## DIRECTION
Rewrite every line of the data from the line containing "around the car in" through the line containing "141, 433, 186]]", both included, shifting each box coordinate in the answers up by 87. Leave all other text unchanged.

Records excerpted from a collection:
+-------+

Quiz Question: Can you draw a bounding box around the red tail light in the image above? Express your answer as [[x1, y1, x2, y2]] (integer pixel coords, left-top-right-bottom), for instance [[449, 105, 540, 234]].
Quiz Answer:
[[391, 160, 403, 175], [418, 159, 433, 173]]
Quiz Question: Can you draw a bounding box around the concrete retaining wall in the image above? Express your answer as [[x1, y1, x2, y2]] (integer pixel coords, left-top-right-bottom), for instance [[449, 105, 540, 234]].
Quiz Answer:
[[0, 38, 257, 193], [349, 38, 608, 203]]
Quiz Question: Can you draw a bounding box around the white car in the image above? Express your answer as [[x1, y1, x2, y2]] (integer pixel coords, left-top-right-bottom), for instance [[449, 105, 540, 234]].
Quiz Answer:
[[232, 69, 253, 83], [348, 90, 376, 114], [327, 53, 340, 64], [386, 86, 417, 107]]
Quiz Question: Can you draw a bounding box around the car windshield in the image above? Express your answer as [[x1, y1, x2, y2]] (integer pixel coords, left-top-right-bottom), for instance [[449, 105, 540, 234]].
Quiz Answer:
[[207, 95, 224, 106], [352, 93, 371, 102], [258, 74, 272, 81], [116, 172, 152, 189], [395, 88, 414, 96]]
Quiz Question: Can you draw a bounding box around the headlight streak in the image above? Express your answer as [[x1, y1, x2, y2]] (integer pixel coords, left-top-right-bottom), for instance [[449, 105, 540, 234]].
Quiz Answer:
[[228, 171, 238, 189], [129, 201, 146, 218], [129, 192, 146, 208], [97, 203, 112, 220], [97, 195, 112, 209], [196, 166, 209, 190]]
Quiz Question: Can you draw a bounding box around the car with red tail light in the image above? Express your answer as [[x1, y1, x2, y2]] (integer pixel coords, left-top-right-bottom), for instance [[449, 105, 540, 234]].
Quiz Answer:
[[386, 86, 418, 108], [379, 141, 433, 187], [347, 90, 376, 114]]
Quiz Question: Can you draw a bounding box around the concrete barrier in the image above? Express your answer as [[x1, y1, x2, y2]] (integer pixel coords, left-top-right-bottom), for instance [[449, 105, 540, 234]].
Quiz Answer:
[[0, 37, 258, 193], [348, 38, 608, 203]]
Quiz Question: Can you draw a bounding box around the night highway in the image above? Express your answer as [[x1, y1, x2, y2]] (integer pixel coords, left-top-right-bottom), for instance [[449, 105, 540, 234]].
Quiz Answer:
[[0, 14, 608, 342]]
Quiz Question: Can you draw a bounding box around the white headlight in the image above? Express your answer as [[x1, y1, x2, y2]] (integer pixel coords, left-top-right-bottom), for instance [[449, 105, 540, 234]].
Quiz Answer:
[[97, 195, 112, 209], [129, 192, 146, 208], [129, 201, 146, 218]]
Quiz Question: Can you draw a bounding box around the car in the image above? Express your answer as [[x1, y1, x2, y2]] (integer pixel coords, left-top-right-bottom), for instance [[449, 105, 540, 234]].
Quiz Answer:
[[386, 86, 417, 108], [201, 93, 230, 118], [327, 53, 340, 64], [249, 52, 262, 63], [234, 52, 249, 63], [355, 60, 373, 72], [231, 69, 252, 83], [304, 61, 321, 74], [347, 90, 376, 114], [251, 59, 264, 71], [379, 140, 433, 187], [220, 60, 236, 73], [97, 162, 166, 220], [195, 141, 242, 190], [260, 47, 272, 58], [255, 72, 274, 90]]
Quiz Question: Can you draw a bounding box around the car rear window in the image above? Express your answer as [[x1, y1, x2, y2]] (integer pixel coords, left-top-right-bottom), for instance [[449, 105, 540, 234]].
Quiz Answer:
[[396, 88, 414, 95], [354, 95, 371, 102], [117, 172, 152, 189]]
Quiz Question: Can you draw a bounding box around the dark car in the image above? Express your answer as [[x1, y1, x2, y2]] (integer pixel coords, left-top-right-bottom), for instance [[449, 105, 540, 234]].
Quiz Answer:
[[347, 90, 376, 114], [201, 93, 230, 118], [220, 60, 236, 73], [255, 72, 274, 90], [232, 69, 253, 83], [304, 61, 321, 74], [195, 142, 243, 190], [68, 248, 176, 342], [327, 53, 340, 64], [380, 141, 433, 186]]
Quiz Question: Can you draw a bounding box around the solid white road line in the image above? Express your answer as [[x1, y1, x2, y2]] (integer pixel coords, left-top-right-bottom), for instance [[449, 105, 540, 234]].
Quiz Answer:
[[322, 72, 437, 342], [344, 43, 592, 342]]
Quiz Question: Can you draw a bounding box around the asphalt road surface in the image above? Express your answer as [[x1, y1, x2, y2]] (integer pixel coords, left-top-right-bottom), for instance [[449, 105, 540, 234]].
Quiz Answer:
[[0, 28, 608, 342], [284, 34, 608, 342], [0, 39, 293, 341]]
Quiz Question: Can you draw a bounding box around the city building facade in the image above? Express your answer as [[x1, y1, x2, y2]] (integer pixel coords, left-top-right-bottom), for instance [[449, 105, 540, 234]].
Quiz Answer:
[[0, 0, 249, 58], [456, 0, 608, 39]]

+-------+

## SOLUTION TO THIS TASK
Quiz Question: Can you draw a bounding box around the car in the image above? Express your answer as [[x1, y1, x2, y2]] (integer pixel coords, left-top-right-bottom), for instance [[449, 105, 540, 234]].
Quiz Answer:
[[473, 173, 504, 195], [288, 180, 317, 205], [414, 140, 427, 151], [336, 139, 349, 150], [321, 139, 336, 150], [442, 147, 460, 159], [318, 156, 339, 170], [391, 148, 408, 161], [434, 177, 463, 201], [338, 146, 351, 158], [466, 227, 520, 274], [307, 147, 323, 160], [184, 249, 253, 307], [282, 228, 329, 277], [347, 134, 359, 145], [342, 159, 361, 177]]
Quiz Question: Can you draw a bounding box around the car rear window in the image above? Express your answer as [[x1, y1, x2, y2]] (integer pixel coords, left-top-right-bottom), for instance [[449, 105, 540, 234]].
Quiz Answer:
[[483, 175, 501, 182], [441, 182, 458, 189], [204, 259, 239, 276]]
Quiz Question: Can you draw a bounding box around the dark car in the image above? Express your answer as [[x1, y1, x2, y2]] (integer pixel coords, left-top-right-bottom), for instance [[449, 105, 540, 234]].
Quiz Answer:
[[434, 177, 463, 201], [288, 180, 317, 205], [307, 147, 323, 160], [342, 159, 361, 177], [319, 156, 340, 170], [391, 148, 408, 161], [282, 229, 330, 277], [155, 335, 263, 429], [414, 140, 427, 151], [467, 228, 520, 273]]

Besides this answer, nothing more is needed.